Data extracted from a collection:

= Beginning of Section =

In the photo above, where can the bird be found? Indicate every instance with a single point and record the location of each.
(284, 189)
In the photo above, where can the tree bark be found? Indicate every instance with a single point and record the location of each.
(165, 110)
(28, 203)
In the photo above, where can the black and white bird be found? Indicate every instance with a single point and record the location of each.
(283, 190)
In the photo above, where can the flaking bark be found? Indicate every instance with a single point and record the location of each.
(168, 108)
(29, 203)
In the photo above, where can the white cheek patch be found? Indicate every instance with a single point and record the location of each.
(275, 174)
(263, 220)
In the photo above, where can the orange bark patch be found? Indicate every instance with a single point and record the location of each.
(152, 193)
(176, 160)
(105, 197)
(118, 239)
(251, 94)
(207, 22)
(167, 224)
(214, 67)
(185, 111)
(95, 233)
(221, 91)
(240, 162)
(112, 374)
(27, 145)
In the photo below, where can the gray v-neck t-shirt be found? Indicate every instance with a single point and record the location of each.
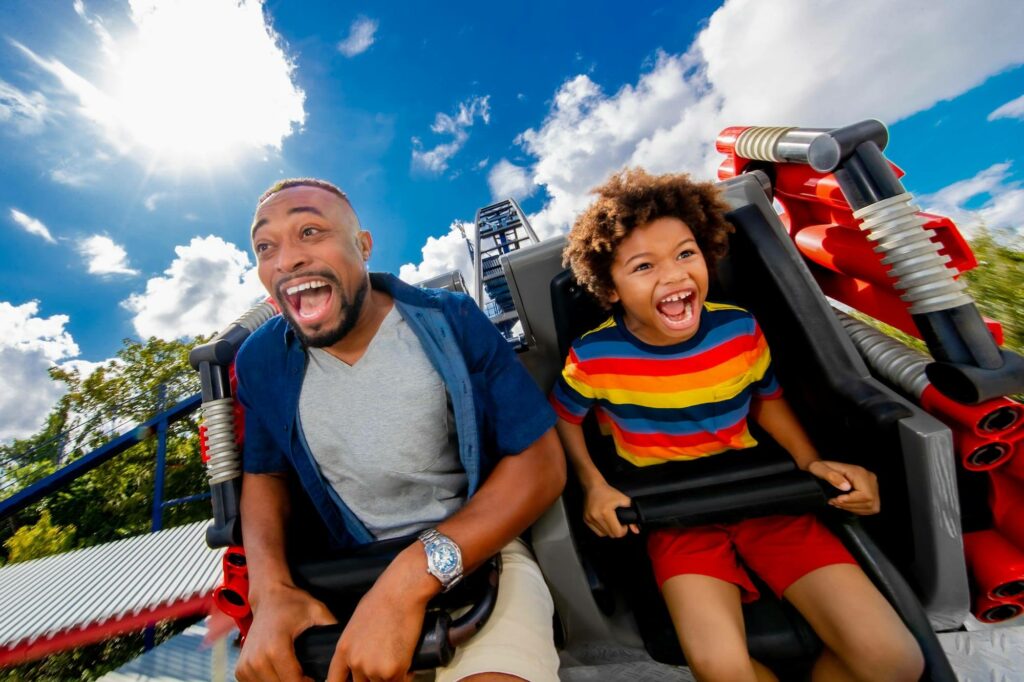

= End of Section =

Assigned task: Lines before the one containing "In the photo above, where can the orange" are not wanted; write out that line and every later line through the end of the data above, exactly, without pictures.

Answer box:
In the photo above, where can the orange bark patch be found? Indicate every instance with a single point and record the location of each.
(152, 193)
(176, 160)
(105, 197)
(118, 239)
(251, 94)
(207, 22)
(167, 224)
(214, 67)
(185, 111)
(95, 233)
(221, 91)
(240, 162)
(112, 374)
(27, 145)
In the photo below, where can the gray v-neck t-shirt be found? Indicate every instance with a single point and record the location of each.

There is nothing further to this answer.